[AIM A] Quote the film review word for word from "Once they do" to "a cardboard cutout.".
-------- TEXT SECTION
Once they do break up, Summer sees Tom on a train and asks why he hasn’t answered her emails (again, take a guess). Later, she has him to a party, only for her to get engaged at the event. She then invites him to the wedding, meeting up with her ex before to (in a trope so old it could marry a Civil War veteran) hash out their failed relationship before she ties the knot. When he asks about the whole complicated relationship thing, she just hits back with “because I felt like it,” a response so entirely devoid of introspection it could disappoint a cardboard cutout.

The problem isn’t Summer per se (she’s a movie character after all); the problem is the film’s presentation of Summer. Tom is admittedly naïve (a fact addressed in on-the-nose fashion in the ending), but Summer comes across as equally so (or worse, manipulative). The only information we get about her reasons for leading Tom on, even after he presents her with his need to be exclusive, is a canard about her childhood (and not even from her own mouth!). After their fling fails, we get simplistic justifications and the emotional equivalent of a frowny-face emoji, suggestive of little more than fickleness based on intuition.
----------------
-------- PROVIDED MATERIAL
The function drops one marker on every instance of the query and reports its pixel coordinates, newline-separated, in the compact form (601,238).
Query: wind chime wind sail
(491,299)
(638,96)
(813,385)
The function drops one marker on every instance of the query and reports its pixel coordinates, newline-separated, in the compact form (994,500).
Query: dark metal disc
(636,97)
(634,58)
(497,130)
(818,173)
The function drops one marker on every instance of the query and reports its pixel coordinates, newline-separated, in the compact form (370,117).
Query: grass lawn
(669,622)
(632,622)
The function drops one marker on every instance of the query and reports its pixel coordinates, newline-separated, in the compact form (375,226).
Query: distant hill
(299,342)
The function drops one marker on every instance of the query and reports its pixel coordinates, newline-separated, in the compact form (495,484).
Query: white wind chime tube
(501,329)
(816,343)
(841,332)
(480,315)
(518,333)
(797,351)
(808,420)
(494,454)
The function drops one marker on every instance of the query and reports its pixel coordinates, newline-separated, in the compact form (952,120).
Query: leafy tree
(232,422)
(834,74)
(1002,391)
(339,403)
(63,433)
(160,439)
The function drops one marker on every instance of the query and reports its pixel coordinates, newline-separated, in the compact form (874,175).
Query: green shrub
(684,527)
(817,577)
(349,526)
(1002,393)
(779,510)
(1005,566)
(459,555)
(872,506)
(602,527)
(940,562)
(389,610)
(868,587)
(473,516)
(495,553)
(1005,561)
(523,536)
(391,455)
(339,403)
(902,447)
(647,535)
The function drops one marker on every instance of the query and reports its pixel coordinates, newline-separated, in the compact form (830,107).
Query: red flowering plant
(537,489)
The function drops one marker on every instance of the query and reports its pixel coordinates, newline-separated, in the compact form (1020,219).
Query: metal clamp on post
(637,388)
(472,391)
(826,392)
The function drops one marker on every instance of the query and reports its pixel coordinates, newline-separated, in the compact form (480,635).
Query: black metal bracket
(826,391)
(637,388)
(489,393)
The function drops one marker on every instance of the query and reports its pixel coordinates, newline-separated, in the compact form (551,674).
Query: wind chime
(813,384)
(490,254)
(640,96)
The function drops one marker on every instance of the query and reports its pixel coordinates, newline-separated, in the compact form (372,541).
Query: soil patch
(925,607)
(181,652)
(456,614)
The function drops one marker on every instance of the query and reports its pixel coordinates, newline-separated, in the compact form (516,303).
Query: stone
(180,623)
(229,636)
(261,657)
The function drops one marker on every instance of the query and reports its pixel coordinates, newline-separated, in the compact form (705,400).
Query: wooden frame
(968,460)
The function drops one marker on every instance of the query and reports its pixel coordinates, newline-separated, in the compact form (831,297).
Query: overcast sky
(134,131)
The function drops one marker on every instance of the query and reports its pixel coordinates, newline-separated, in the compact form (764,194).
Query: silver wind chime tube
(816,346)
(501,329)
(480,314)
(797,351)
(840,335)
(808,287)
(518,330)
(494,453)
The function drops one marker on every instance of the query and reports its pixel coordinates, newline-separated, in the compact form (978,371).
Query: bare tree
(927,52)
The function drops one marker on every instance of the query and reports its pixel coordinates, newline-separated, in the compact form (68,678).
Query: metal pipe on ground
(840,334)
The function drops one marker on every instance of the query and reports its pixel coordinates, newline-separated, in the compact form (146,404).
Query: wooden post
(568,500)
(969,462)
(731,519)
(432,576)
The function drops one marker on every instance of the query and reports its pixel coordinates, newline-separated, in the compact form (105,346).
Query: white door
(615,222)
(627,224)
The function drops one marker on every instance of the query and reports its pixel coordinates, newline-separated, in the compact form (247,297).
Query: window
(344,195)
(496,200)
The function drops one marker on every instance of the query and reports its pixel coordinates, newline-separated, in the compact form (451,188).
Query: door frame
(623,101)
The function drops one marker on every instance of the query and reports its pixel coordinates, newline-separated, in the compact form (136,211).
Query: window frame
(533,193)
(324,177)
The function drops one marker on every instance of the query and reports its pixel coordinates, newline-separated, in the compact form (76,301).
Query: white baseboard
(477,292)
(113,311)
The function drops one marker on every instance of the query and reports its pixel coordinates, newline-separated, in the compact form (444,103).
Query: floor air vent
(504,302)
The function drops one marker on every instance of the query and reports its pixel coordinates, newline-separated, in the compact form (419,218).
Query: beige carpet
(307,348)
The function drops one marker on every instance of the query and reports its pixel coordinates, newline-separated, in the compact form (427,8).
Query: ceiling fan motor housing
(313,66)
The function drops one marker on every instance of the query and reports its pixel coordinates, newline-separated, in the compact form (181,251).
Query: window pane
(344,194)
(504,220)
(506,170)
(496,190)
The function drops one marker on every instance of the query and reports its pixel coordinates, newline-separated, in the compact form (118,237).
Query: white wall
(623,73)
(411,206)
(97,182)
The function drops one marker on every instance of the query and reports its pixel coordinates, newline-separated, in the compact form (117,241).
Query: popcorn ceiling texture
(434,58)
----------------
-------- PROVIDED MATERIAL
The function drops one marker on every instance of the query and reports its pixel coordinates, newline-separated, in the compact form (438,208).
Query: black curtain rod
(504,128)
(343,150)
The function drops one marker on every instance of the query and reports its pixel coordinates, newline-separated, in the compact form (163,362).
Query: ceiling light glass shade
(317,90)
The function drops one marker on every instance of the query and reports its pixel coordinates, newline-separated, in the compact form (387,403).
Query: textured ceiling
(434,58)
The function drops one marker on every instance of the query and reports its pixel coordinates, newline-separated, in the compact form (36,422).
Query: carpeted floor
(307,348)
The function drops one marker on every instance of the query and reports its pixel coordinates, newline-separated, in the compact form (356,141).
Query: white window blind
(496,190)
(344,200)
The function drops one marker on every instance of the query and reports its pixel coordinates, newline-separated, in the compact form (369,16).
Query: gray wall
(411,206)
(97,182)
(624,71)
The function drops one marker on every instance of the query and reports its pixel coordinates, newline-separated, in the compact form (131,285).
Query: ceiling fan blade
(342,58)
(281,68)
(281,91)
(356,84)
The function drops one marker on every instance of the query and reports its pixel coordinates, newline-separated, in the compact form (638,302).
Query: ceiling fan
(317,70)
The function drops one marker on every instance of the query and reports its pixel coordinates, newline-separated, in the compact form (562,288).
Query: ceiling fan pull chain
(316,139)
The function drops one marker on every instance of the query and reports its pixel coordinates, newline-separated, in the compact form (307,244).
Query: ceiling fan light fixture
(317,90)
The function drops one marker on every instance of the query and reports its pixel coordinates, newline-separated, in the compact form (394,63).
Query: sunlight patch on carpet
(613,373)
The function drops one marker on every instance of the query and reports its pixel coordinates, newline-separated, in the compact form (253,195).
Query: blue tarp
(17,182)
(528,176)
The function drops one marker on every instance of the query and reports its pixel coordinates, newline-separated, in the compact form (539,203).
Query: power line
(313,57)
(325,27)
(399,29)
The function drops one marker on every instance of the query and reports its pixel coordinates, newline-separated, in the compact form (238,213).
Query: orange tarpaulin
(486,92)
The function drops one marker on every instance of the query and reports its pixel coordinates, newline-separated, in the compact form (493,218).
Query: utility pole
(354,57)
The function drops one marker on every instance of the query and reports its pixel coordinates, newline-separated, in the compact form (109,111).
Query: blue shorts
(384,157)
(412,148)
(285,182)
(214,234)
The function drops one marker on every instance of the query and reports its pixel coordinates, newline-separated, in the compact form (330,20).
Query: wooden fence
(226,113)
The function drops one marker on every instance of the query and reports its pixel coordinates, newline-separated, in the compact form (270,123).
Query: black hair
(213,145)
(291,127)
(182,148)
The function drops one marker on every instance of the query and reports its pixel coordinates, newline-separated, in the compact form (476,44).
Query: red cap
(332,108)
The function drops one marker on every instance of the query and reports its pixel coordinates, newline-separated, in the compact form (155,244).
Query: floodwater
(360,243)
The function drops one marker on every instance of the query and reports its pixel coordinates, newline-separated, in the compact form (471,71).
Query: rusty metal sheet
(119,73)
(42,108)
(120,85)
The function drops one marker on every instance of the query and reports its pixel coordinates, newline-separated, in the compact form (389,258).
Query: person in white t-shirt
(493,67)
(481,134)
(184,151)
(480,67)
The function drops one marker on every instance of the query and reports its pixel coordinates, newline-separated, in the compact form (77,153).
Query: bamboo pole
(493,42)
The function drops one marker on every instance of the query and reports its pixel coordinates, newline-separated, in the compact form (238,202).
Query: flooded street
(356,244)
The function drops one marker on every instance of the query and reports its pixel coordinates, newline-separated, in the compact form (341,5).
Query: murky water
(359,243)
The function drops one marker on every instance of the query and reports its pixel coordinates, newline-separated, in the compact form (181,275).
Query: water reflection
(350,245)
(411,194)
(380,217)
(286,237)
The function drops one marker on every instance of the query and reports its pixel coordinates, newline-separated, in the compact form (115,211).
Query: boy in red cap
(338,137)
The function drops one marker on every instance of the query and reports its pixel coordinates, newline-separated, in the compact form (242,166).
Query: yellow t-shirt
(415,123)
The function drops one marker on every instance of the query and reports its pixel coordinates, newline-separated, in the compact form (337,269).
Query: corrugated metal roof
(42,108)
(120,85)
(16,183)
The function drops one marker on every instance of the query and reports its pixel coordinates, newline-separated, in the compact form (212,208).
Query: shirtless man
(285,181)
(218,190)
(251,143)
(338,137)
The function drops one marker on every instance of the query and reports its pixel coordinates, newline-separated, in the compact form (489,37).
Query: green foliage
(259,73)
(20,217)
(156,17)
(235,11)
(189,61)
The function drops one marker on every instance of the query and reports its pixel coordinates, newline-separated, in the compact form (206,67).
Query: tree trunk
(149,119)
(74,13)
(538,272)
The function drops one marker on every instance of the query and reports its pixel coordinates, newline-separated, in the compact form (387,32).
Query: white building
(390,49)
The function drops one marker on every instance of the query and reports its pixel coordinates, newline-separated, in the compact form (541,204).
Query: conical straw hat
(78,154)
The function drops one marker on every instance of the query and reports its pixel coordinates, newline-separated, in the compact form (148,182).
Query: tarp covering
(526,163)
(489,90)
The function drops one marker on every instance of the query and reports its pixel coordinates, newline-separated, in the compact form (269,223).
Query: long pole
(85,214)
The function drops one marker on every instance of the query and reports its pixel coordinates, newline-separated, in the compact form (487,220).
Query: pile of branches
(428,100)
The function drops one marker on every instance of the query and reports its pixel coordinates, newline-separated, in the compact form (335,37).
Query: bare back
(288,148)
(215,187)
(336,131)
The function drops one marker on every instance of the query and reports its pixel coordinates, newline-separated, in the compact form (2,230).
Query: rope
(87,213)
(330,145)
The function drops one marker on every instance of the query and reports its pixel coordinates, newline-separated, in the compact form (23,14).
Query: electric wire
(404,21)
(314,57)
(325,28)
----------------
[AIM B] How many lines of the entries contain the string "tube"? Reply with the number alone.

[TASK RESULT A]
Once they do break up, Summer sees Tom on a train and asks why he hasn’t answered her emails (again, take a guess). Later, she has him to a party, only for her to get engaged at the event. She then invites him to the wedding, meeting up with her ex before to (in a trope so old it could marry a Civil War veteran) hash out their failed relationship before she ties the knot. When he asks about the whole complicated relationship thing, she just hits back with “because I felt like it,” a response so entirely devoid of introspection it could disappoint a cardboard cutout.

[TASK RESULT B] 2